WHAT YOU WILL DO - A single number is wanted: how many lines of the records below contain the word "logo".

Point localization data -

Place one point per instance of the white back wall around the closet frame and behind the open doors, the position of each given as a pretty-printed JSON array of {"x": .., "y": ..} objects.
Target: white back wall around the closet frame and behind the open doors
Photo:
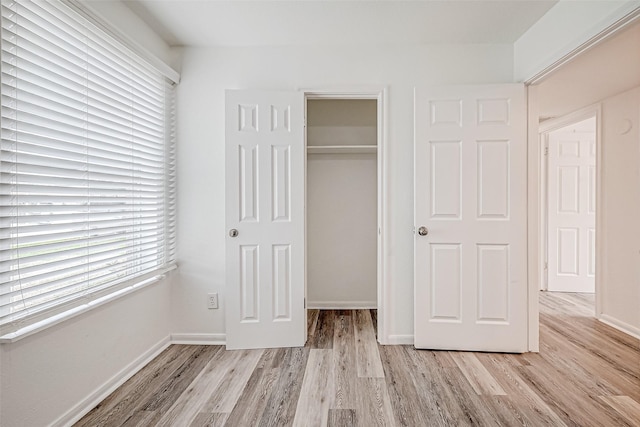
[{"x": 207, "y": 72}]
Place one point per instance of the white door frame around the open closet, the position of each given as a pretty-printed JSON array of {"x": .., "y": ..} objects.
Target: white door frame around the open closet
[{"x": 378, "y": 93}]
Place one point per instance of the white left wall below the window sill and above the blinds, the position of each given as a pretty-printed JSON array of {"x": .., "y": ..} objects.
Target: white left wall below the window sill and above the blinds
[{"x": 45, "y": 376}]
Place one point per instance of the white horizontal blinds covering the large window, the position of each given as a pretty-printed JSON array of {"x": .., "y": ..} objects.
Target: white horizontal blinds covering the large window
[{"x": 87, "y": 178}]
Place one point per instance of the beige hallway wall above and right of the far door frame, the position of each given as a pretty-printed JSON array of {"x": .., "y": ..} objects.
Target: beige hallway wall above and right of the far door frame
[{"x": 609, "y": 75}]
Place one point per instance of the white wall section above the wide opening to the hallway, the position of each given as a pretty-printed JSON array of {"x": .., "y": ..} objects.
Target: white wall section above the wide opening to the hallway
[{"x": 563, "y": 29}]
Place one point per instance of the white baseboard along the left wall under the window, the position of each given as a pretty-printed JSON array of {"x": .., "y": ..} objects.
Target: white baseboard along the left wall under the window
[{"x": 84, "y": 406}]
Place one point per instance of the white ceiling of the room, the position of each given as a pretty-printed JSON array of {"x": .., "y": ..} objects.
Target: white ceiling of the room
[{"x": 331, "y": 22}]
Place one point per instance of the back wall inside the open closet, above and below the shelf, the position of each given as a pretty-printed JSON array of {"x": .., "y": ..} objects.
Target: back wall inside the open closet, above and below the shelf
[{"x": 342, "y": 206}]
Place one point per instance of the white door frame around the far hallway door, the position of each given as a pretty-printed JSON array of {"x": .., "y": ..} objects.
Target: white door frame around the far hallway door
[{"x": 545, "y": 128}]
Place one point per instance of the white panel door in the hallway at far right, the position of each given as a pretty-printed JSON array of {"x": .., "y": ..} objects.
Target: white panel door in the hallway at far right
[{"x": 572, "y": 207}]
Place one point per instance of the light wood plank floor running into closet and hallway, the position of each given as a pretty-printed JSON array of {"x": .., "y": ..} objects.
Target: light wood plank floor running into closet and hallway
[{"x": 586, "y": 374}]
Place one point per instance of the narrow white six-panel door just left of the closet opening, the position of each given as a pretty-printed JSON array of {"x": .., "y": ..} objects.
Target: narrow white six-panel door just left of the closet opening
[{"x": 265, "y": 219}]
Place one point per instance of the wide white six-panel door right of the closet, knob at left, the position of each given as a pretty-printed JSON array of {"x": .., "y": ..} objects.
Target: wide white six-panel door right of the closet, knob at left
[{"x": 471, "y": 197}]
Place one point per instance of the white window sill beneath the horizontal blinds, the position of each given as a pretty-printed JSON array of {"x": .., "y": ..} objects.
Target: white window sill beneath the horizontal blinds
[{"x": 34, "y": 328}]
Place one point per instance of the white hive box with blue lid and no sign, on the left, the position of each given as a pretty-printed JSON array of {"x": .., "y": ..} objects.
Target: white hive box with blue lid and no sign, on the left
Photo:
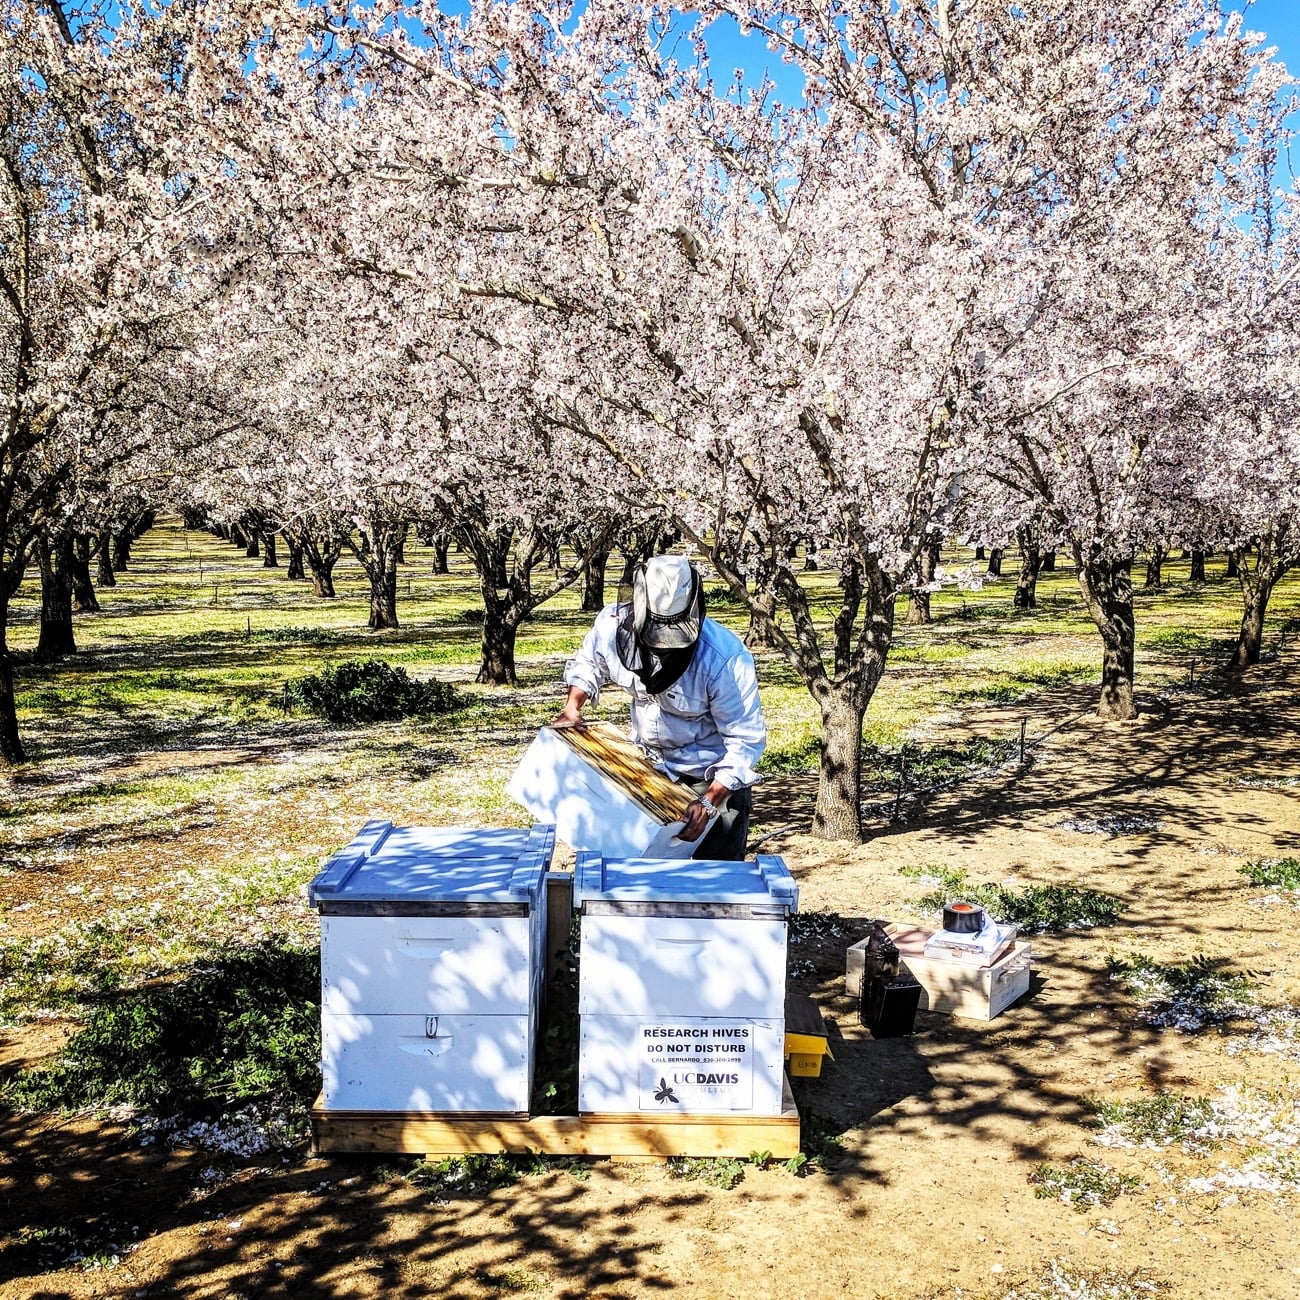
[{"x": 432, "y": 965}]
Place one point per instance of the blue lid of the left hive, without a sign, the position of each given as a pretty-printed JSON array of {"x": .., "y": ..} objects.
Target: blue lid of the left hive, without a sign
[{"x": 436, "y": 865}]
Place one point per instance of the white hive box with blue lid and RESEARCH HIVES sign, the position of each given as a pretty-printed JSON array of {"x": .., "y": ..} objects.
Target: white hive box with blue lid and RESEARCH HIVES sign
[{"x": 682, "y": 985}]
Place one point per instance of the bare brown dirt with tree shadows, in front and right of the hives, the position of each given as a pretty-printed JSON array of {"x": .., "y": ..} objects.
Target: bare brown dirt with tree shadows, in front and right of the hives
[{"x": 928, "y": 1190}]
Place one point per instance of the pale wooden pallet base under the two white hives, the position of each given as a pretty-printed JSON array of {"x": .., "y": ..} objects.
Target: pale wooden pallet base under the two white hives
[{"x": 623, "y": 1136}]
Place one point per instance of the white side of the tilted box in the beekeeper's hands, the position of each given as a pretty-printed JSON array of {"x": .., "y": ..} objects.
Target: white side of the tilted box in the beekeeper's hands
[{"x": 590, "y": 809}]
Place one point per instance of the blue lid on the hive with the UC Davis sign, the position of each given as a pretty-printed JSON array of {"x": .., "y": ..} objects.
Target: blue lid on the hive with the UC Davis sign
[{"x": 686, "y": 881}]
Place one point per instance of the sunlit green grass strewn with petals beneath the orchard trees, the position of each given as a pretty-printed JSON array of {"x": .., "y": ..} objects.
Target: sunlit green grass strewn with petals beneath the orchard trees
[{"x": 174, "y": 807}]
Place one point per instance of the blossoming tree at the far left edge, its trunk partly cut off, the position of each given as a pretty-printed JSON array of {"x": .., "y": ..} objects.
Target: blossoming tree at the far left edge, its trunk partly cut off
[{"x": 110, "y": 233}]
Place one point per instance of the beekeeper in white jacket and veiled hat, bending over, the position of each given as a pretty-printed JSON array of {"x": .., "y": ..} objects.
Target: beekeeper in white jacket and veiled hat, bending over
[{"x": 695, "y": 697}]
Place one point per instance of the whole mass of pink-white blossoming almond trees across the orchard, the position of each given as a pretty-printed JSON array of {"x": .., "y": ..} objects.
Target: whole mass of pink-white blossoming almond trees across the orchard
[{"x": 541, "y": 275}]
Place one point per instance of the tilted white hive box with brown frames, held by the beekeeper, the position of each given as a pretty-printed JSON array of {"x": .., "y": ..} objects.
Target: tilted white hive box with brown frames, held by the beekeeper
[{"x": 599, "y": 791}]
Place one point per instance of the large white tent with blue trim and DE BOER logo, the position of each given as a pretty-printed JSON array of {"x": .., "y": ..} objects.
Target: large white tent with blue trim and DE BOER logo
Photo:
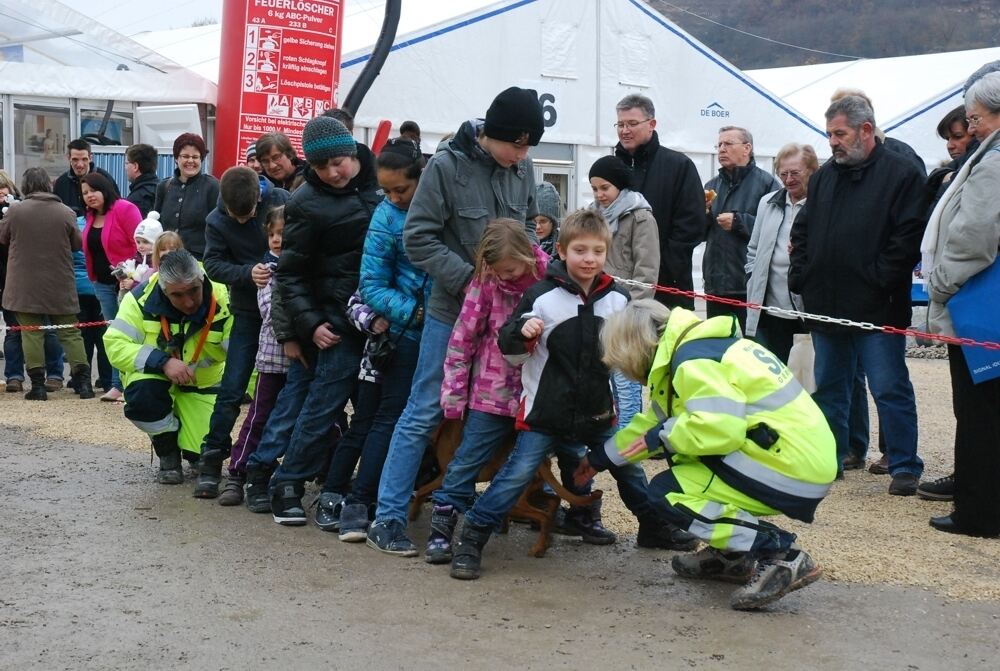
[{"x": 582, "y": 56}]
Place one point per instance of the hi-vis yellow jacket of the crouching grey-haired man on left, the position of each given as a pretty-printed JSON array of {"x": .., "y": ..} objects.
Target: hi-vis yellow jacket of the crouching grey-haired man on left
[{"x": 137, "y": 346}]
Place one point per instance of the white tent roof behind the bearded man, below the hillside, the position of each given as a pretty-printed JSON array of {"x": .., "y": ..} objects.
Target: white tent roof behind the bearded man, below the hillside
[{"x": 911, "y": 94}]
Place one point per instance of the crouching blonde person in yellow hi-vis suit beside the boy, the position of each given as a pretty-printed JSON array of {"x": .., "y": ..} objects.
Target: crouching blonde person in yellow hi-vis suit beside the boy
[{"x": 744, "y": 439}]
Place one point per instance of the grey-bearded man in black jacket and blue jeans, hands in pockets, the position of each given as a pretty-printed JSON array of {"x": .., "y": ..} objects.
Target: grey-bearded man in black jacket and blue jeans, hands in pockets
[{"x": 854, "y": 246}]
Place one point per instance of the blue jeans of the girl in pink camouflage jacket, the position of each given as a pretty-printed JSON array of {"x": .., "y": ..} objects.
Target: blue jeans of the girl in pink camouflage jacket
[{"x": 482, "y": 435}]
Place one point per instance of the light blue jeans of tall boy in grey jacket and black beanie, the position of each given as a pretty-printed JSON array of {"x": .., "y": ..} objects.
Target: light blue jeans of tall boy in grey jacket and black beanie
[{"x": 416, "y": 425}]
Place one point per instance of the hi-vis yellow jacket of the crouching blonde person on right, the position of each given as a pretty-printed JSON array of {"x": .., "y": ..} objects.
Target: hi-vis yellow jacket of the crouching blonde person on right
[{"x": 732, "y": 405}]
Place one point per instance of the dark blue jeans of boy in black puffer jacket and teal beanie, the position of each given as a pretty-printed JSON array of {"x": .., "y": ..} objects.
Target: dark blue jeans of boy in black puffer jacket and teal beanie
[{"x": 333, "y": 383}]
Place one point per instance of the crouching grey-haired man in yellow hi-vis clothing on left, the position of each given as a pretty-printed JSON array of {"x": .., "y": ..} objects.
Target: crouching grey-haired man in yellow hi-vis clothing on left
[{"x": 169, "y": 341}]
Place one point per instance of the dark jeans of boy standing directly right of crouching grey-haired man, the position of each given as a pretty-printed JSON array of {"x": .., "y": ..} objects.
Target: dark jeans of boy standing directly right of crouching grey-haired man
[{"x": 243, "y": 342}]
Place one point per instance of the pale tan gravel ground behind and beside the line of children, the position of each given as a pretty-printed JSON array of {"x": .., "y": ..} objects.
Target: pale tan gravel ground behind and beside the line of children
[{"x": 861, "y": 534}]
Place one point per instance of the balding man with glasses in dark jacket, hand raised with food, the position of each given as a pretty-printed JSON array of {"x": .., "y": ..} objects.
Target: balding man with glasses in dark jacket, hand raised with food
[{"x": 739, "y": 187}]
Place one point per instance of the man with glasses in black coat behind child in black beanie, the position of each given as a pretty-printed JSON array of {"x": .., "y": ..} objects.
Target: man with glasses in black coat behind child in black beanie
[{"x": 670, "y": 183}]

ANSWER FOR THIS EXERCISE - 2